There was something magical about those insecure school networks. It was amazing to watch how it affected the teachers, when you pulled some minor prank. They would flip out, not because you did anything particularly dangerous, but I guess just at the loss of control.
Good times.
Same series of events happened at my school.
1. Discover net send
2. Discover net send *
3. Get in trouble for using net send *
The next step was discovering telnet and the schools smtp server.
Spoofing email addresses and sending prank emails via open SMTP gateways was fun. Pretty much all smtp gateways were open back in those days.
Same here. However we discovered that the windows service "messenger" had to be re-enabled on the target machine to make this work again. So we'd sneak into a gullible person's computer, log in (each one of us was an admin, yay!), run "net start messenger" and were back in action!
I remember doing this! I remember graduating to the more nefarious “Microsoft’s IPX implementation responds to broadcast pings”. It might have been this CVE: https://learn.microsoft.com/en-us/security-updates/securityb...
Luckily I went to a school that believed in redirecting the (endless) time and (boundless) energy of obnoxious nerds like me, and I spent far more time helping out than breaking things. Or at least I hope… the long tail on the IPX ping was pretty painful to stop.
Severals groups of boys at my grammar school† built what were called "User groups" which were "online" services accessible only on the school's computers with (at least theoretically) exclusive membership. There'd be maybe some simple games for your users, perhaps some sort of "bulletin board" and most often a "chat" service. Except, on the PCs we were increasingly using, these chat services all worked by using file I/O to a shared file, which is obviously very hard on the poor file server in ~1991 which is when this would have been happening. So the "chat services" were banned by staff. But I figured out how to write NetBIOS/NetBEUI software so I could implement chat without touching files, and this was allowed, increasing popularity of my User group, which I believe was named "Erewhon 2280".
† for Americans, the UK used to have selective education, some parts of the country still do, under this system children who test well at age 11 or 12 are sent to different state funded schools from their peers, mostly single sex such as a Grammar School, so that's a school of mostly high achieving all boys, this is probably a bad idea on net but it's popular for various reasons.
I think we've all done this to various effect. I made every computer (hundreds, maybe over 1000 on the domain) on campus go BEEP simultaneously. I almost didn't press enter, but I'm glad I did. When I heard the ubiquitous beep, the yelps from startled students in the rooms next door, and the sound of chairs as people jumped, I about lost it. I had tears coming out of my eyes. They never did figure out who did it.

§ **Supplied entries**:
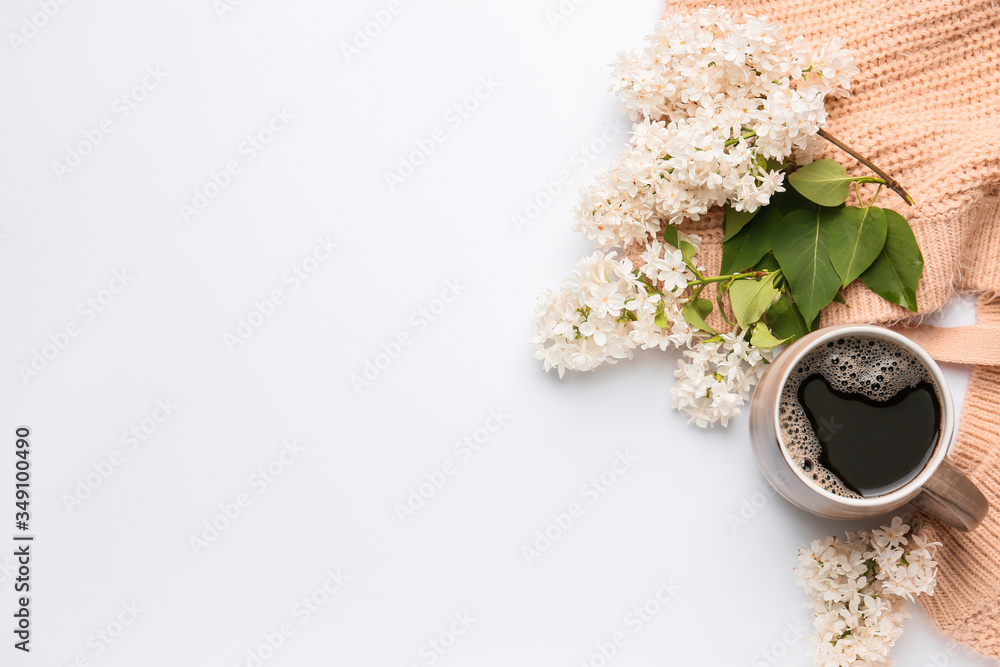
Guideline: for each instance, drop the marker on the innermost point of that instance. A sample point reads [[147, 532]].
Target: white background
[[672, 516]]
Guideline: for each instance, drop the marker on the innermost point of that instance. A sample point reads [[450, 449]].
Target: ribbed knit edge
[[966, 604]]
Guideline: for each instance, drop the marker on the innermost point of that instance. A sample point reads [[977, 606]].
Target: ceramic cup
[[940, 489]]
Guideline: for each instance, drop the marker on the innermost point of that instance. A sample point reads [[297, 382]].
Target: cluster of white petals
[[859, 588], [607, 310], [718, 107], [714, 379]]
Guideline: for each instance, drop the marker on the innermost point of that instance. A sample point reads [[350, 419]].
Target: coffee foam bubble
[[865, 365]]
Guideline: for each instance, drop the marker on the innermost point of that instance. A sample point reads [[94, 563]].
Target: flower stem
[[890, 182]]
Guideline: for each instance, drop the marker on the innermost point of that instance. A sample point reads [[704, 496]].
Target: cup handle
[[952, 497]]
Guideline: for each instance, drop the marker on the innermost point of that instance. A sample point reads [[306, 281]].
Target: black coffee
[[861, 416]]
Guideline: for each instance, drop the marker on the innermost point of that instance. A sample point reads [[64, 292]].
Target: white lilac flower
[[714, 379], [716, 102], [859, 587]]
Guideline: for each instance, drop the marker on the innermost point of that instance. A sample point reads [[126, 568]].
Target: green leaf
[[785, 320], [896, 271], [762, 337], [752, 242], [825, 182], [801, 250], [767, 263], [750, 298], [695, 312], [672, 236], [736, 220], [857, 236]]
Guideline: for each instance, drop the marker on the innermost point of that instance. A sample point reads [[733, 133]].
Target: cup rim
[[946, 433]]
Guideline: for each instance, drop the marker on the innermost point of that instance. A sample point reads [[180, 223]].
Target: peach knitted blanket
[[926, 109]]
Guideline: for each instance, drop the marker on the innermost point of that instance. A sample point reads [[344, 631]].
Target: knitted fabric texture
[[926, 109]]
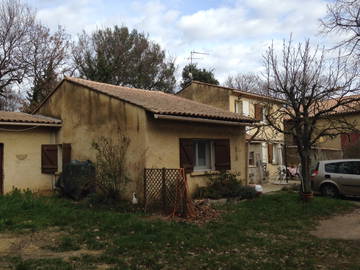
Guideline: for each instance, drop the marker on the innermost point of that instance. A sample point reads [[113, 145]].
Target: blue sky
[[235, 34]]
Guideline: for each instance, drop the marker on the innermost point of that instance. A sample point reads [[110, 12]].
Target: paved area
[[276, 186]]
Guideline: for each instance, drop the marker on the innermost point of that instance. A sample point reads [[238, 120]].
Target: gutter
[[29, 124], [202, 120]]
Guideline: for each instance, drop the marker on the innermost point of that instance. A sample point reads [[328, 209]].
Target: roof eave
[[205, 120]]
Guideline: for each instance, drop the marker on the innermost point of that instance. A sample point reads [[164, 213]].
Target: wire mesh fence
[[166, 190]]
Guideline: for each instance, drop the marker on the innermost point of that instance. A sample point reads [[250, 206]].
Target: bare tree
[[16, 22], [122, 57], [313, 88], [48, 58], [343, 17], [248, 82]]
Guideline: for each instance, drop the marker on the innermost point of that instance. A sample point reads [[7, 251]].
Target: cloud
[[234, 33]]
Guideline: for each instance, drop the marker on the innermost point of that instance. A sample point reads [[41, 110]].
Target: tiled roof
[[18, 117], [239, 92], [161, 103]]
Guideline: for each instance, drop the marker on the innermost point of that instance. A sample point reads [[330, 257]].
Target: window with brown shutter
[[270, 153], [222, 155], [66, 154], [258, 112], [49, 158], [187, 155]]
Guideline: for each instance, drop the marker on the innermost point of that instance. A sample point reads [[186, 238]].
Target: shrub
[[111, 171], [225, 185], [77, 180]]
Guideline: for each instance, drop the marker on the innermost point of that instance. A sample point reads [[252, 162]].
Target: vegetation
[[306, 78], [225, 185], [192, 72], [111, 168], [118, 56], [271, 232]]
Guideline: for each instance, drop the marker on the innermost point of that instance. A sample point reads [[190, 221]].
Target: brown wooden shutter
[[49, 159], [66, 154], [187, 155], [270, 152], [222, 155], [258, 112]]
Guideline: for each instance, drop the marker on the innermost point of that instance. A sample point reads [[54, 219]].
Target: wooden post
[[145, 203], [163, 189]]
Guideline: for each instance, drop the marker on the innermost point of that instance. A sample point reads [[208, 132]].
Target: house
[[23, 138], [264, 145], [165, 130], [337, 146]]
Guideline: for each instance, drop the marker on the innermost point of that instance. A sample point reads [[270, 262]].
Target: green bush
[[225, 185]]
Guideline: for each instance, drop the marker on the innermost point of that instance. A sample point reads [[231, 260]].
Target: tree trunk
[[305, 171]]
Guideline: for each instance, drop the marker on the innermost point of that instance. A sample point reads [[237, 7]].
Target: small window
[[237, 105], [331, 167], [246, 108], [203, 155], [252, 158], [49, 158]]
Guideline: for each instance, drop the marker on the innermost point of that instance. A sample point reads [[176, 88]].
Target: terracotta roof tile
[[160, 102], [18, 117]]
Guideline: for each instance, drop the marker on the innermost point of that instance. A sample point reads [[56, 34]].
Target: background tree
[[312, 87], [343, 17], [248, 82], [16, 23], [197, 74], [48, 58], [120, 57]]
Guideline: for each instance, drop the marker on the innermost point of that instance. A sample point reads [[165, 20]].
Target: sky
[[233, 34]]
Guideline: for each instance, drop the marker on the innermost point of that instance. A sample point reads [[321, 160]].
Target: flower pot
[[306, 196]]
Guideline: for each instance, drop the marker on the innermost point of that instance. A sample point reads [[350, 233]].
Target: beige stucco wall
[[163, 146], [88, 115], [22, 158]]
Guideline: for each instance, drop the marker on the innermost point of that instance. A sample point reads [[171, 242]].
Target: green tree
[[118, 56], [197, 74]]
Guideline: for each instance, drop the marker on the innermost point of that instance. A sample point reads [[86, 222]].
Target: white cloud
[[234, 33]]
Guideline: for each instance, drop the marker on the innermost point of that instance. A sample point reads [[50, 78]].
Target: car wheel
[[329, 191]]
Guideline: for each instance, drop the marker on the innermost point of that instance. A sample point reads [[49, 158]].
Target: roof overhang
[[203, 120], [10, 123]]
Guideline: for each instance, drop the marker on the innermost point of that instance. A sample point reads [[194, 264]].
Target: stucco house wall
[[163, 146], [22, 158], [88, 114]]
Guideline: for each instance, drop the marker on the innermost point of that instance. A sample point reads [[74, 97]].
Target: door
[[1, 168]]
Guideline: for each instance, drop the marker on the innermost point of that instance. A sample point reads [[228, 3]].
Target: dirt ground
[[346, 227]]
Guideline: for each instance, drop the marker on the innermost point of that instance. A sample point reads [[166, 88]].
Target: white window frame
[[246, 107], [209, 155]]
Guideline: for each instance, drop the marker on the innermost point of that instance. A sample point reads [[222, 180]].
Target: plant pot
[[306, 196]]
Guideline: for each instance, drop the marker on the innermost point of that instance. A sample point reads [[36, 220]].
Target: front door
[[1, 168]]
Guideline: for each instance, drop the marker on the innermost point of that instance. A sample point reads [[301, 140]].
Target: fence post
[[145, 203], [163, 188]]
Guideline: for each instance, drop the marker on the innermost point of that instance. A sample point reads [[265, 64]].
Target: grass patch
[[270, 232]]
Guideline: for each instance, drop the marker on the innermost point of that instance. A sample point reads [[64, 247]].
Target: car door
[[348, 176]]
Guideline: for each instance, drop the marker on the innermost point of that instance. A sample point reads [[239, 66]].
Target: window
[[252, 158], [204, 154], [49, 158], [246, 108], [237, 105]]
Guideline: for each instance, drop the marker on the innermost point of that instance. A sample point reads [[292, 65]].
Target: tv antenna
[[193, 57]]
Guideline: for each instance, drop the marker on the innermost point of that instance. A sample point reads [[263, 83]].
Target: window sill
[[203, 173]]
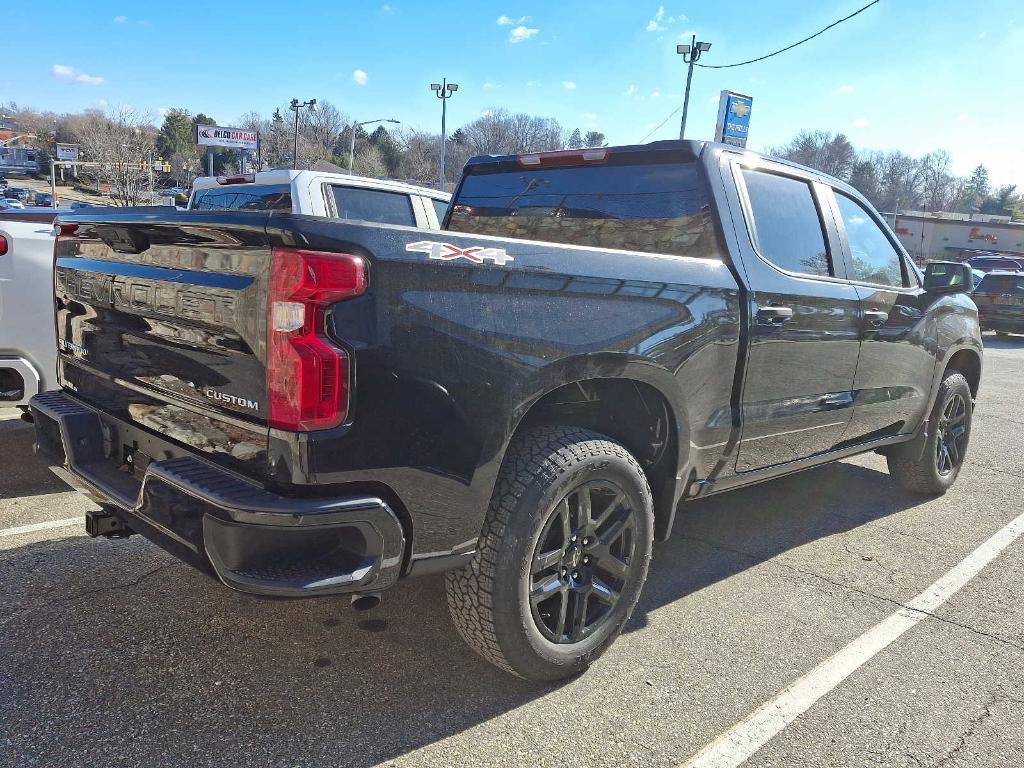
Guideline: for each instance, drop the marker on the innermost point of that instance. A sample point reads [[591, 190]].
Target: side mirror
[[948, 276]]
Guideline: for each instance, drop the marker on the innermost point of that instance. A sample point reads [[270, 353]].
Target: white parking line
[[743, 739], [40, 526]]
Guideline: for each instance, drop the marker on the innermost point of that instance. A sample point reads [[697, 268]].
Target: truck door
[[804, 320], [897, 351]]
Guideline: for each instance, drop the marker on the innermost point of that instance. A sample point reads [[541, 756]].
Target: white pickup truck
[[28, 345]]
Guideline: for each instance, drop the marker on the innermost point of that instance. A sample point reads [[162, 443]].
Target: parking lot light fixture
[[295, 105], [443, 90], [351, 145], [690, 55]]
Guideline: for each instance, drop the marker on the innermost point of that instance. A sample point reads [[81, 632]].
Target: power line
[[655, 130], [790, 47], [760, 58]]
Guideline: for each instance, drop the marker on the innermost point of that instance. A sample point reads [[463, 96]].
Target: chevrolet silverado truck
[[306, 407], [27, 341]]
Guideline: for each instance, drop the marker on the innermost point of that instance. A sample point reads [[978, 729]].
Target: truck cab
[[334, 196]]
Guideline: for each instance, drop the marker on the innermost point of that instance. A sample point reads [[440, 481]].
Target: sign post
[[232, 138], [733, 122]]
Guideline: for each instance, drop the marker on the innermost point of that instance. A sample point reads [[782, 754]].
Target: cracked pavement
[[116, 654]]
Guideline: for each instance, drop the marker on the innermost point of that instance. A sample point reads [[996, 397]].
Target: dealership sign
[[733, 118], [68, 153], [236, 138]]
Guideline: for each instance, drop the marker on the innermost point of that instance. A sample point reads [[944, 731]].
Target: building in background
[[955, 237]]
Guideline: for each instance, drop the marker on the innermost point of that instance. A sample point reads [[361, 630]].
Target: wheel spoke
[[604, 593], [579, 617], [608, 563], [584, 507], [547, 560], [546, 588], [562, 609]]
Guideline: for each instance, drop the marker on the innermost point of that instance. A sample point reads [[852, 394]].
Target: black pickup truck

§ **Written problem 1**:
Print the part of the text on school network pranks from "Good times." up to and including "schools smtp server.".
§ **Written problem 2**:
Output the entries from their start up to and including the line with "[[865, 365]]", leaving out the pictures.
The text and the entries were taken from different sources.

§ **Correct answer 1**:
Good times.
Same series of events happened at my school.
1. Discover net send
2. Discover net send *
3. Get in trouble for using net send *
The next step was discovering telnet and the schools smtp server.

§ **Correct answer 2**:
Guideline: for each instance, drop the marker on the innermost point of that instance. A sample point reads [[147, 532]].
Target: white background
[[672, 516]]
Guideline: for each instance, drop the marker on the innermost point of that instance. A sample point reads [[450, 449]].
Target: ribbed knit edge
[[966, 604]]
Guideline: for each instance, drop the marker on the innermost point of that instance. A sample point reads [[977, 606]].
Target: ceramic cup
[[940, 489]]
Guideline: for each instance, drop the marker on the innermost point of that instance. A sample point reads [[297, 382]].
Target: cluster of white petals
[[859, 588], [607, 310], [718, 107], [714, 379]]
Guideline: for each instance, drop the marker on the innermost point of that instance. A sample point reads [[350, 419]].
Target: coffee foam bubble
[[865, 365]]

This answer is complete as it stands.